Exercise description - Copy the whole listing below line for line, changing nothing.

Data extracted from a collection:
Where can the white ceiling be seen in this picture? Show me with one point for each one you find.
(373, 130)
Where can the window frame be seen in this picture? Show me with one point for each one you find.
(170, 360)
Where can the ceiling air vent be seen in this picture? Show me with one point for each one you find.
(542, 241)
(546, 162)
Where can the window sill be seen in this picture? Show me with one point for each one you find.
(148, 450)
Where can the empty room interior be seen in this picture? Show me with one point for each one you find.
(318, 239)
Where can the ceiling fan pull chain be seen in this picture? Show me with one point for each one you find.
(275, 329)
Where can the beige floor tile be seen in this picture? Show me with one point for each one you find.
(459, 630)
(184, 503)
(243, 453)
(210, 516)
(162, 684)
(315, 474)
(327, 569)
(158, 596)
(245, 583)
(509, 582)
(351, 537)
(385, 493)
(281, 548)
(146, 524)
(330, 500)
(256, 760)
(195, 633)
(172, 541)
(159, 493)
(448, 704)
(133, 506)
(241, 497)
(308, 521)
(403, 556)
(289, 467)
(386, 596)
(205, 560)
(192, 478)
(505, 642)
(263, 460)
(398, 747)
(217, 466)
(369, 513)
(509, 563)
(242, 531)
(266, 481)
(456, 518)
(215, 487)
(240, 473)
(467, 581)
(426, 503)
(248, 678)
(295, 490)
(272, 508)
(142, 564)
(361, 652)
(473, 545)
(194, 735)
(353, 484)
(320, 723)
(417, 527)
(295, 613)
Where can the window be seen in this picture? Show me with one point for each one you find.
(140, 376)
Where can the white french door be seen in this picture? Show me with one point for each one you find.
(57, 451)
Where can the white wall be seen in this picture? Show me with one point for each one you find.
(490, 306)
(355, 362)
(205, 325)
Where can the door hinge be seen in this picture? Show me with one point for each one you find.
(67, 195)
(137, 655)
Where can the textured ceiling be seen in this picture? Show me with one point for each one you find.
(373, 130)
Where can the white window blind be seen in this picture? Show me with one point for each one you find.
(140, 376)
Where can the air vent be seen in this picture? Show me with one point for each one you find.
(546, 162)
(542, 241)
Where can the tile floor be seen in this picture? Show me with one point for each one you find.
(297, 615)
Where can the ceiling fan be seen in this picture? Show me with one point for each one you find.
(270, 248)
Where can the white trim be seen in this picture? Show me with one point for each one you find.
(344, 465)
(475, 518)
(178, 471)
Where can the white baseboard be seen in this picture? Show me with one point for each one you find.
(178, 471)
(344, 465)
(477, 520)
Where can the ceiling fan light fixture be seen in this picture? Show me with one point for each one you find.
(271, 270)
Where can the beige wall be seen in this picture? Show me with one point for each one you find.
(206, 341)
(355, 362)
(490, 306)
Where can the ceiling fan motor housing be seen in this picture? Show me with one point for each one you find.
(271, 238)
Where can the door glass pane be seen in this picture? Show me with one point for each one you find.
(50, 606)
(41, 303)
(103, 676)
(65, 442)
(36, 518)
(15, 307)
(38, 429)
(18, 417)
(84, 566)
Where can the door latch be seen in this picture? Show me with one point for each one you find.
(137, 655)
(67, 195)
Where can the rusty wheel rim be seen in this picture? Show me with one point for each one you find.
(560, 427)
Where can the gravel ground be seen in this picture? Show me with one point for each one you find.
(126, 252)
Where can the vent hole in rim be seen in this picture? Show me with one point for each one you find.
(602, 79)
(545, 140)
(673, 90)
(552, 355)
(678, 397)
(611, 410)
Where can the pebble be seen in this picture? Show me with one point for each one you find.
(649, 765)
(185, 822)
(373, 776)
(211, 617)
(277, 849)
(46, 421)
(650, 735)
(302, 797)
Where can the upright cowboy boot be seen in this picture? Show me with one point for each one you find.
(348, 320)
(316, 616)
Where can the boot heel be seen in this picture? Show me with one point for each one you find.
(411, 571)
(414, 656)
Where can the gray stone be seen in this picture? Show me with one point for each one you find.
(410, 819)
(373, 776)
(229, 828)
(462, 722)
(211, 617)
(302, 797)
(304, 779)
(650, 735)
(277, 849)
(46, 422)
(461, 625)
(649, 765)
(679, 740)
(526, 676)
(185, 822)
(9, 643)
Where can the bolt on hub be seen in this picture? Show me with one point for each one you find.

Problem solution -
Where can the white ceiling be seen in this picture? Show me with one point for each one you find.
(373, 130)
Where can the window frame be seen in this picture? Show me with one point for each one you find.
(170, 360)
Where can the ceiling air vent be seen in this picture? Show me with one point for each one you find.
(542, 241)
(546, 162)
Where can the window sill be seen in this picture? Show me with one point for each one you find.
(148, 450)
Where can the empty room interior be seen in this picture? Show me with one point for each one you find.
(318, 239)
Where can the ceiling fan pull chain be seen in this picture? Show me with one point for each one you find.
(275, 329)
Where can the beige floor tile be seen in this picture? Show me with one point for each one you find.
(459, 630)
(184, 503)
(243, 453)
(210, 516)
(162, 684)
(315, 474)
(327, 569)
(158, 596)
(245, 583)
(509, 582)
(351, 537)
(385, 493)
(281, 548)
(146, 524)
(330, 500)
(256, 760)
(195, 633)
(172, 541)
(159, 493)
(448, 704)
(133, 506)
(241, 497)
(308, 521)
(403, 556)
(289, 467)
(386, 596)
(205, 560)
(192, 478)
(505, 642)
(263, 460)
(398, 747)
(217, 466)
(369, 513)
(509, 563)
(242, 531)
(266, 481)
(456, 518)
(215, 487)
(240, 473)
(467, 581)
(426, 503)
(248, 678)
(295, 490)
(272, 508)
(142, 564)
(361, 652)
(473, 545)
(194, 735)
(353, 484)
(320, 723)
(417, 527)
(295, 613)
Where can the window be seen in this picture? Show me with one point for each one you find.
(140, 376)
Where can the white french door be seen in this picture? Show me with one point for each one you find.
(57, 451)
Where can the white wall be seen in this picture? Show me with one point for each one you find.
(490, 306)
(355, 362)
(205, 325)
Where can the door hinge be seen in this picture? Show me with one point for each one you find.
(67, 195)
(137, 655)
Where can the textured ceiling be seen in this picture? Show me with one point for each one you find.
(373, 130)
Where can the white window blind be seen in this picture? Show me with one point for each one you find.
(140, 376)
Where can the air vent be seen in this picture? Show me with one point for each one you find.
(546, 162)
(542, 241)
Where can the tile floor be seen in this picture? Show me with one point for each one you find.
(297, 615)
Where can the ceiling fan be seen in this picture? Show me with one point for each one you find.
(270, 248)
Where can the white trim be seen in this picture? Show me with one point for each one you find.
(344, 465)
(475, 518)
(178, 471)
Where can the white baseboard be seen in this picture? Show me with one point for each one you find.
(178, 471)
(344, 465)
(477, 520)
Where can the ceiling fan light fixture be seen in this picture? Show me with one point for each one you find.
(271, 270)
Where can the beige wall be seen in this picture? Show me with one point for each one you find.
(206, 341)
(355, 362)
(490, 306)
Where can the ceiling fan motor housing be seen in this picture? Show me with one point for each one you find.
(271, 238)
Where can the door glass pane be seen in this picture? Show me with one point for each one you find.
(50, 606)
(41, 303)
(103, 676)
(65, 442)
(36, 518)
(15, 307)
(38, 429)
(18, 417)
(84, 566)
Where can the door latch be seen in this picture? Show me with one point for each one you find.
(137, 655)
(67, 195)
Where can the rusty wheel rim be seen in this picture? Show me with one point for each one you find.
(560, 427)
Where can the gravel ground be seen in this picture? Show me with one point for each one you find.
(126, 252)
Where can the vent hole in rim be seen in this picture? Show me with one point for each one you find.
(602, 79)
(545, 140)
(673, 90)
(552, 355)
(678, 397)
(611, 410)
Where can the pebble be seen in this picture? Show me with one point for each one you find.
(649, 765)
(185, 822)
(373, 776)
(211, 617)
(277, 849)
(46, 421)
(650, 735)
(302, 797)
Where can the upright cowboy boot be seen in this picture? Show me with one point for each one you find.
(348, 320)
(316, 616)
Where can the boot heel be seen in this picture? Show me with one point for each one you find.
(411, 571)
(414, 656)
Where can the gray stone be seen in this picture? Show me with one point for each one you find.
(410, 819)
(373, 776)
(229, 828)
(462, 722)
(211, 617)
(302, 797)
(304, 779)
(650, 735)
(277, 849)
(46, 422)
(461, 625)
(649, 765)
(679, 740)
(526, 676)
(185, 822)
(9, 643)
Where can the bolt on hub be seen in this picture? Show me with one point for each one you find.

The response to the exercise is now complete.